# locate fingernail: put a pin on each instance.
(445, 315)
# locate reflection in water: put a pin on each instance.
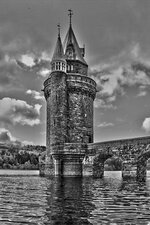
(42, 201)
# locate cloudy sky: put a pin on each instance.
(116, 34)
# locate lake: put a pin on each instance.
(35, 200)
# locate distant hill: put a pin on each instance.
(20, 157)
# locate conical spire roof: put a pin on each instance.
(58, 52)
(70, 39)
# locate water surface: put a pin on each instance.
(41, 201)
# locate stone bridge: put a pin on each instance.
(133, 153)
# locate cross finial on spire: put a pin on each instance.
(70, 14)
(58, 25)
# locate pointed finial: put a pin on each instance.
(58, 25)
(70, 14)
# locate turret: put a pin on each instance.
(58, 62)
(73, 53)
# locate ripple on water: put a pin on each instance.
(42, 201)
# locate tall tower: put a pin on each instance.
(69, 93)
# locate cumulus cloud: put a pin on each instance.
(40, 65)
(111, 83)
(5, 136)
(105, 124)
(19, 112)
(35, 94)
(146, 124)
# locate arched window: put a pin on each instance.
(56, 65)
(53, 66)
(59, 66)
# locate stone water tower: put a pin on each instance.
(69, 94)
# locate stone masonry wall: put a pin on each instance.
(75, 66)
(56, 95)
(81, 94)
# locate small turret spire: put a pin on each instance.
(58, 26)
(70, 15)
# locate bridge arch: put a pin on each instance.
(142, 159)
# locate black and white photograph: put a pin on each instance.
(74, 112)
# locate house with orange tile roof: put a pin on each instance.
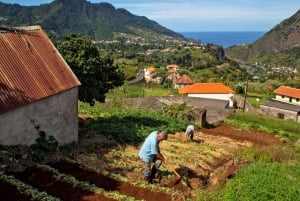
(217, 91)
(183, 81)
(38, 89)
(149, 73)
(285, 105)
(288, 95)
(173, 70)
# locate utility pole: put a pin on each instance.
(245, 97)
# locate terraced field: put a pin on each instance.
(114, 172)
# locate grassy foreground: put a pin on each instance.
(272, 173)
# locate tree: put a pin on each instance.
(97, 74)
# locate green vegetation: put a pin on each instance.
(97, 75)
(287, 130)
(27, 190)
(98, 20)
(264, 182)
(268, 173)
(130, 125)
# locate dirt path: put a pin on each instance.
(203, 164)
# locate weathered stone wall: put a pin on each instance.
(55, 115)
(275, 111)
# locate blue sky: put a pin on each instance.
(204, 15)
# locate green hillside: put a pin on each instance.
(98, 20)
(280, 46)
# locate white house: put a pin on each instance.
(209, 90)
(38, 90)
(149, 73)
(183, 81)
(286, 104)
(288, 95)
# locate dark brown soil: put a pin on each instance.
(224, 137)
(108, 183)
(44, 181)
(10, 193)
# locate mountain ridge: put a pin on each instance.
(98, 20)
(279, 46)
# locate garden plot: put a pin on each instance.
(203, 164)
(114, 171)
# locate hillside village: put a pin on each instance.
(56, 146)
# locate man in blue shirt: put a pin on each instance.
(190, 132)
(150, 153)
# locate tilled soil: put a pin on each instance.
(202, 164)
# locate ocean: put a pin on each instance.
(225, 38)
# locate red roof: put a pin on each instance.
(184, 79)
(206, 88)
(288, 91)
(31, 68)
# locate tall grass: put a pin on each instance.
(135, 91)
(288, 130)
(263, 182)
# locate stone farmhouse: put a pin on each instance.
(285, 105)
(38, 90)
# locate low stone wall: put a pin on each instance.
(55, 115)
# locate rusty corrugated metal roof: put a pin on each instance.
(184, 79)
(205, 88)
(288, 91)
(31, 68)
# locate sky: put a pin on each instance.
(203, 15)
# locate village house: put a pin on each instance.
(285, 105)
(216, 91)
(173, 71)
(149, 73)
(38, 90)
(183, 81)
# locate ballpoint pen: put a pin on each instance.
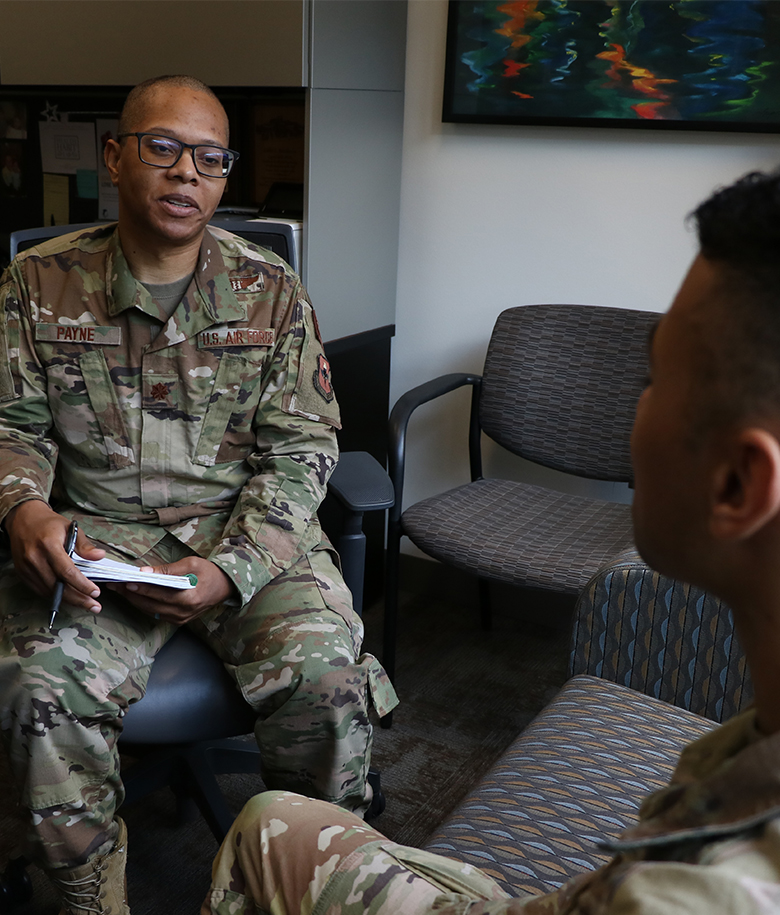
(70, 546)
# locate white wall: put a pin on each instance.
(495, 216)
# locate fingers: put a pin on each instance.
(37, 534)
(86, 549)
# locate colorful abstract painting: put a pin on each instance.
(701, 64)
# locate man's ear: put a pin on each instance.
(746, 490)
(111, 153)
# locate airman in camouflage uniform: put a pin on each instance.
(706, 457)
(698, 842)
(191, 436)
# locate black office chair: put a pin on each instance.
(559, 388)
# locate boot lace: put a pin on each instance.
(83, 894)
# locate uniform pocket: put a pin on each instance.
(105, 406)
(86, 413)
(226, 434)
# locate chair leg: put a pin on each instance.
(15, 886)
(485, 604)
(208, 797)
(391, 607)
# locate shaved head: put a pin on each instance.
(135, 103)
(738, 328)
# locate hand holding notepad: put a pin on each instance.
(110, 570)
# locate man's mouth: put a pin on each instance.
(180, 203)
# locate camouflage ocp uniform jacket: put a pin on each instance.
(216, 424)
(709, 844)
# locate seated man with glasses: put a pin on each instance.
(161, 385)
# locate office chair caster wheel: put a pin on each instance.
(15, 886)
(378, 802)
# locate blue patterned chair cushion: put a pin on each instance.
(576, 775)
(662, 637)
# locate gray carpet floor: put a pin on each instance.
(465, 695)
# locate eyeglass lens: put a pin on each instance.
(163, 152)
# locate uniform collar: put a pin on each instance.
(208, 300)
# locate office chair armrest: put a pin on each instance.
(360, 483)
(399, 419)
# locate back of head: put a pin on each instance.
(739, 233)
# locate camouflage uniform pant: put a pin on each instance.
(293, 652)
(289, 854)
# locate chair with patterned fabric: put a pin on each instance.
(559, 388)
(655, 664)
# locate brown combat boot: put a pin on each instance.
(98, 887)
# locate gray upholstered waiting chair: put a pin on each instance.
(559, 388)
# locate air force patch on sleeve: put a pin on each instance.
(322, 381)
(247, 283)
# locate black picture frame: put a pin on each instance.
(643, 64)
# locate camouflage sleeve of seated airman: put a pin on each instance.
(27, 453)
(274, 521)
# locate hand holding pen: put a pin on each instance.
(38, 541)
(70, 546)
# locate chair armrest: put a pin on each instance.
(399, 420)
(360, 483)
(661, 637)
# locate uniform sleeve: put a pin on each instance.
(274, 520)
(27, 453)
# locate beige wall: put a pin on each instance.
(121, 42)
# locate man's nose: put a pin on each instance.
(185, 167)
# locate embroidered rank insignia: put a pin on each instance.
(236, 336)
(247, 283)
(322, 379)
(159, 391)
(79, 333)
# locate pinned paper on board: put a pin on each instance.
(67, 147)
(108, 196)
(56, 207)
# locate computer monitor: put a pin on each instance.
(282, 236)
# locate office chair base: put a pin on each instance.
(190, 771)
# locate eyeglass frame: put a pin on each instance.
(191, 146)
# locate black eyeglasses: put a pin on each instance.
(164, 152)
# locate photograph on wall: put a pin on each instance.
(13, 120)
(12, 169)
(693, 64)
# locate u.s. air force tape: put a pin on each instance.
(236, 336)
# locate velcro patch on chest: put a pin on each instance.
(236, 336)
(79, 333)
(247, 283)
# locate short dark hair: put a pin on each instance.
(739, 232)
(136, 98)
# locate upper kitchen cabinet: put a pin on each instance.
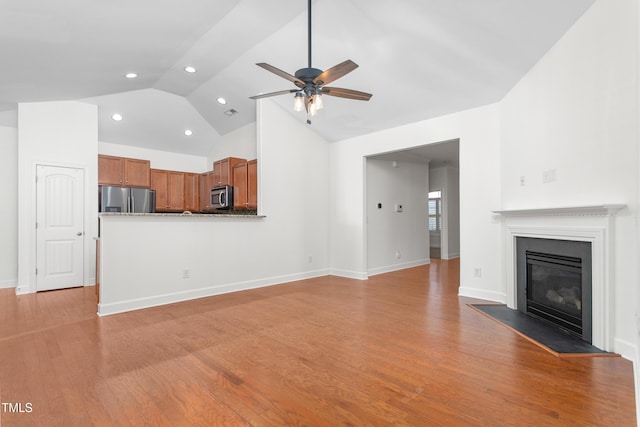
(245, 188)
(123, 171)
(169, 187)
(192, 192)
(207, 182)
(223, 170)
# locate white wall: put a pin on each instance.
(159, 159)
(142, 266)
(239, 143)
(575, 112)
(396, 240)
(62, 134)
(9, 212)
(478, 131)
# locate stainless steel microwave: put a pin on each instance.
(222, 197)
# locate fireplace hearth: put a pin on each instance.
(554, 283)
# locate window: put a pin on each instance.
(435, 210)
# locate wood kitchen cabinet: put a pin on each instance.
(123, 171)
(192, 192)
(245, 188)
(207, 182)
(223, 170)
(169, 187)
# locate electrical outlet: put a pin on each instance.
(549, 176)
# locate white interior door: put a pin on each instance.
(60, 227)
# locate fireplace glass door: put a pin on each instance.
(554, 289)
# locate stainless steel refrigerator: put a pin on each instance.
(126, 199)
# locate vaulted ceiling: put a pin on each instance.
(419, 58)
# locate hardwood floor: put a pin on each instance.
(398, 349)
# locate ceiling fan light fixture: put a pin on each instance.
(317, 101)
(312, 107)
(298, 102)
(310, 82)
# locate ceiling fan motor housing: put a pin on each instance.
(308, 75)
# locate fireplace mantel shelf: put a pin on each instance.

Task: Copy only this, please: the line with "# locate computer" and every line after it through the end of the data, with no pictures.

The completed task:
# locate computer monitor: put a pin on each instance.
(282, 236)
# locate office chair base: put a pin on each instance.
(190, 771)
# locate eyeglass frame: put a pin on each instance.
(191, 146)
# locate black eyeglasses: put a pin on each instance.
(164, 152)
# locate photograph on wall: put a pin on each instance.
(13, 120)
(12, 169)
(693, 64)
# locate u.s. air force tape: put a pin on each instance.
(236, 336)
# locate velcro patch on chest: put a pin on each instance.
(236, 336)
(79, 333)
(247, 283)
# locate short dark hair: put a pin on each instance.
(739, 232)
(136, 98)
# locate upper kitchen cabinet: put a pin on each instance.
(245, 188)
(123, 171)
(169, 187)
(192, 192)
(207, 182)
(223, 170)
# locate white wall: put a pin on each instance.
(159, 159)
(142, 266)
(239, 143)
(575, 112)
(396, 240)
(62, 134)
(9, 212)
(478, 131)
# locate stainless steel microwave: put a pin on each instance.
(222, 197)
# locate fireplace hearth: put a pin on each instance.
(554, 283)
# locate window: put a pin on each instance.
(435, 210)
# locate wood kitchen cabinet: put a pin on each instance.
(123, 171)
(192, 192)
(245, 188)
(207, 182)
(223, 170)
(169, 187)
# locate electrical outlet: put a pin on each instance.
(549, 176)
# locate white interior door: put a pin on each instance.
(60, 227)
# locate fireplace glass door: put a pin on each instance.
(554, 289)
# locate stainless steel refrigerator: put a pin on each instance.
(126, 199)
# locate vaulted ceiling: put a pin on each instance.
(419, 58)
# locate hardwood floor: put a pin on each instance.
(398, 349)
# locate ceiling fan light fixture: put a pin on each instance.
(317, 101)
(312, 107)
(298, 102)
(310, 82)
# locate ceiling fan motor housing: put a pin on each instance.
(308, 75)
# locate fireplace mantel shelf: put a pin on each instance.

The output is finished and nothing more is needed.